◆ Given request ◆
Which lines in the data below contain the word "windshield"? Return each one in full.
# start of Stored rows
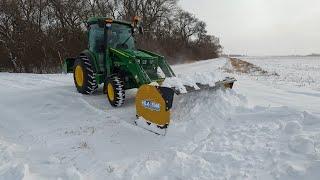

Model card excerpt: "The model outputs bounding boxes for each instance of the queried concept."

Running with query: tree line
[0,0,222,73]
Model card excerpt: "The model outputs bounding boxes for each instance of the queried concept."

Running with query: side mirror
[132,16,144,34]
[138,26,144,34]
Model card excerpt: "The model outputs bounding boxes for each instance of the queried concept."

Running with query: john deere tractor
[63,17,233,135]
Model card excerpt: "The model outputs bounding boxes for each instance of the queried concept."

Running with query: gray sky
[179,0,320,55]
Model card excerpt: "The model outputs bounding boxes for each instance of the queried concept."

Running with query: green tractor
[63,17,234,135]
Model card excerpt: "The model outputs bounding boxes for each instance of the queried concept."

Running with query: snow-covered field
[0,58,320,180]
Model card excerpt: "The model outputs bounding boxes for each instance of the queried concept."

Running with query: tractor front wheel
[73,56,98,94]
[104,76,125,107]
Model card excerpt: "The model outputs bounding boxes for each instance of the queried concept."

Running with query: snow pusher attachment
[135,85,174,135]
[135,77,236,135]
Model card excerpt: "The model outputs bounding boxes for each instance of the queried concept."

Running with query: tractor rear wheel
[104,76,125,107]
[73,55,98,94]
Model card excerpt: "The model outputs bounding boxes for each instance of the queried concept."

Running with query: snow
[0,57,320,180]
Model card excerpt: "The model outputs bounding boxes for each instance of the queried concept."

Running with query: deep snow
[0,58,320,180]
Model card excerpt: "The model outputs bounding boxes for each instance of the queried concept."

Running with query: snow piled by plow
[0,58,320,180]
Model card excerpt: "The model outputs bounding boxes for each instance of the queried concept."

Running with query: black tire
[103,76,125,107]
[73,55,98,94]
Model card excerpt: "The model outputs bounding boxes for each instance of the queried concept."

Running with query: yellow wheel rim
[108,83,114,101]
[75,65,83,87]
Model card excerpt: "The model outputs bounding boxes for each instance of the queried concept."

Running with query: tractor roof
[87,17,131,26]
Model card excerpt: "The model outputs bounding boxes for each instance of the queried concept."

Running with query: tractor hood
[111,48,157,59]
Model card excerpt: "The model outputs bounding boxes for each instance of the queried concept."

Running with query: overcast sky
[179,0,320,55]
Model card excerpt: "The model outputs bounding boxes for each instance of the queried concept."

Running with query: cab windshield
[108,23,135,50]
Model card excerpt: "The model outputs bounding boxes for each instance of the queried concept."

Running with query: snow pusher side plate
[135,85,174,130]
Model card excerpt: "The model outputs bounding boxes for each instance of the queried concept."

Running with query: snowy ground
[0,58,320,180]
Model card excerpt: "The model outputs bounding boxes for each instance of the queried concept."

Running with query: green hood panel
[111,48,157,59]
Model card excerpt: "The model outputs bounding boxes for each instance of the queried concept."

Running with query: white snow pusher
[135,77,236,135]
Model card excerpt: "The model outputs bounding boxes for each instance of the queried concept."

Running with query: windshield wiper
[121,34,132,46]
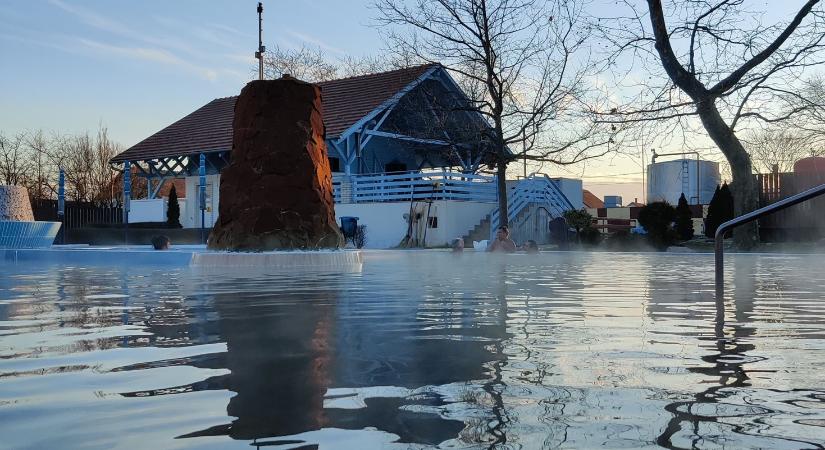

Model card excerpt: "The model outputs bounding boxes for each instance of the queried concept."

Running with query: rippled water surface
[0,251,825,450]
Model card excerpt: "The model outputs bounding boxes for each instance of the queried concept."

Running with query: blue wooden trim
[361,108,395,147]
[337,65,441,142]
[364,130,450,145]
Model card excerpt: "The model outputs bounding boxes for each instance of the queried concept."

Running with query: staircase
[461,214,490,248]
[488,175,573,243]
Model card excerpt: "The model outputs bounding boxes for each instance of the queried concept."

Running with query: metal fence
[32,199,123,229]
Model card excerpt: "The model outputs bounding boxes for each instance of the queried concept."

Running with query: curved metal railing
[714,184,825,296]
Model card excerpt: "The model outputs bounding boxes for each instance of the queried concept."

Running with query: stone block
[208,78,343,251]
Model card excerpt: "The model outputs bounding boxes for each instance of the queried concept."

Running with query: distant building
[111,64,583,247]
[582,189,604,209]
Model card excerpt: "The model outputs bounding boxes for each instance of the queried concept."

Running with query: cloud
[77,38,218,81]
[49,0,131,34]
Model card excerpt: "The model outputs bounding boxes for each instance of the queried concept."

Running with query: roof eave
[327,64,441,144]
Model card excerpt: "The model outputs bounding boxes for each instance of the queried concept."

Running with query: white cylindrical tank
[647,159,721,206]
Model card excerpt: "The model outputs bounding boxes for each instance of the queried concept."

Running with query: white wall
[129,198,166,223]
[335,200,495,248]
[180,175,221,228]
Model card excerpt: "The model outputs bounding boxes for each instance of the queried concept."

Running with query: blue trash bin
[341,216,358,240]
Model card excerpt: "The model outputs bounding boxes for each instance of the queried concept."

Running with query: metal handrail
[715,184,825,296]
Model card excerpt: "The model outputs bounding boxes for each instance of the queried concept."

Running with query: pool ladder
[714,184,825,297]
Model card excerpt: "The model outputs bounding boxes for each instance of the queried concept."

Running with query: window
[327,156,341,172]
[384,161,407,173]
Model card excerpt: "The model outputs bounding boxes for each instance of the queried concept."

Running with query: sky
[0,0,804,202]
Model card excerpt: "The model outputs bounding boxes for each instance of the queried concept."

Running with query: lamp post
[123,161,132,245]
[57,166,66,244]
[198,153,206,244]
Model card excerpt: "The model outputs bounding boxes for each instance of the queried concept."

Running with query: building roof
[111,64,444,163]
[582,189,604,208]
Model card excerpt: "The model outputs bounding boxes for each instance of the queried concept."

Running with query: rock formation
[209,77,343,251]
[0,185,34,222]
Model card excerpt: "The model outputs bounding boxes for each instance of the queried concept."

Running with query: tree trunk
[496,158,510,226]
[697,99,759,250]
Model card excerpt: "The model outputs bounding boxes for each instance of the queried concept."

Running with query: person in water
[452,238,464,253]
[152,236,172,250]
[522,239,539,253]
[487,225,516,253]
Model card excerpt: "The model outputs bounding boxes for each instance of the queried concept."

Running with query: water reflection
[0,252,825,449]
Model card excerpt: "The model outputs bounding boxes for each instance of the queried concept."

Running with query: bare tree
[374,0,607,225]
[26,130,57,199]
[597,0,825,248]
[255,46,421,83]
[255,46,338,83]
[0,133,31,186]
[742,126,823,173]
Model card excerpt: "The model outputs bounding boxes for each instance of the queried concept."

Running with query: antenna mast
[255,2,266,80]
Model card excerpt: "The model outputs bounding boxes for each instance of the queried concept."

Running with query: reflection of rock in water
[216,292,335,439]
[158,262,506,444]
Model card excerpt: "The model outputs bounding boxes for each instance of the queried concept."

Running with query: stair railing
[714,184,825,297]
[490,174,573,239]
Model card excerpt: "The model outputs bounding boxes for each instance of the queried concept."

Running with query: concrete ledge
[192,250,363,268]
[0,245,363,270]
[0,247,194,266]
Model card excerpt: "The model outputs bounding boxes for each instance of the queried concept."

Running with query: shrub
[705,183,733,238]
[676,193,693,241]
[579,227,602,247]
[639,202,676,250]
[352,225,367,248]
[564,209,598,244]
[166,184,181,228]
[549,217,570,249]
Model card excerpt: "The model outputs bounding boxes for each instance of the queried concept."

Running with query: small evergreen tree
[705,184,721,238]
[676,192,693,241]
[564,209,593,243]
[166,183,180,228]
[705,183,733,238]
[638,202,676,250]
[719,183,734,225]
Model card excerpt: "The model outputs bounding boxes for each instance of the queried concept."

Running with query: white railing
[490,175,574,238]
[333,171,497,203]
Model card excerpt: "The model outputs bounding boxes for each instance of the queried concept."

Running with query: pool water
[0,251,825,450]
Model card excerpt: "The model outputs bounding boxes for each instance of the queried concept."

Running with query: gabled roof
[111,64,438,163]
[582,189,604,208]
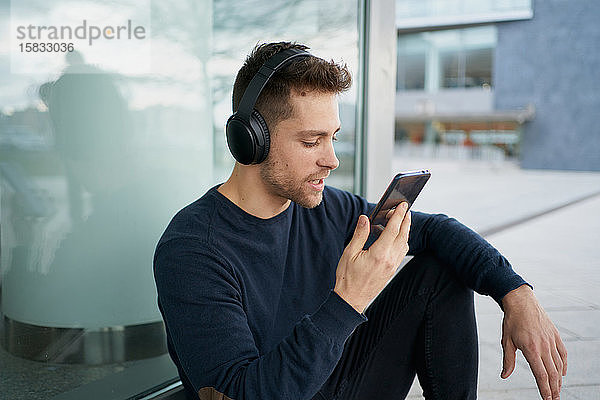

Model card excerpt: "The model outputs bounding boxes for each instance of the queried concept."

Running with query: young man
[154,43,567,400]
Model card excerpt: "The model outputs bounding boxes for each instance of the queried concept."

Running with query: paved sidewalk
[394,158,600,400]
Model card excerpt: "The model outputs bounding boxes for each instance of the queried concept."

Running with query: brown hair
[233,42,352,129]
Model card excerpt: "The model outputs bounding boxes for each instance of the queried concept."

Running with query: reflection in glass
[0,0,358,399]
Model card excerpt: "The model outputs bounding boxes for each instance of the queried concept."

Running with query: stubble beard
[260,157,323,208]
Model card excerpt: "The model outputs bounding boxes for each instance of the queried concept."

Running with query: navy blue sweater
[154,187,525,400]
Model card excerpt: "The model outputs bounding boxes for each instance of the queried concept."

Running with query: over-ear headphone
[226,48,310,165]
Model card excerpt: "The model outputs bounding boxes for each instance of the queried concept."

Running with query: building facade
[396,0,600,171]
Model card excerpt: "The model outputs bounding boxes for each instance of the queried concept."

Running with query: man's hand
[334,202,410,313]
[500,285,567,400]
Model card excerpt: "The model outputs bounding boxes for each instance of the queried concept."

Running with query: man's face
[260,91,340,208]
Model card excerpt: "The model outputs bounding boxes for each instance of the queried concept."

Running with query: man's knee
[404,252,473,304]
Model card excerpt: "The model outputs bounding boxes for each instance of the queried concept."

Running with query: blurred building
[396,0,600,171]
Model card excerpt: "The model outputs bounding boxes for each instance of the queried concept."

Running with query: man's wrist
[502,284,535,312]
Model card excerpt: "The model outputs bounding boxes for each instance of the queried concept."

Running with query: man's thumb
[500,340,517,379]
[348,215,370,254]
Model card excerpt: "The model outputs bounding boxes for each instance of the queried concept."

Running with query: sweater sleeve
# end of Stored rows
◆ Final result ◆
Running with query: cab windshield
Running with query: windshield wiper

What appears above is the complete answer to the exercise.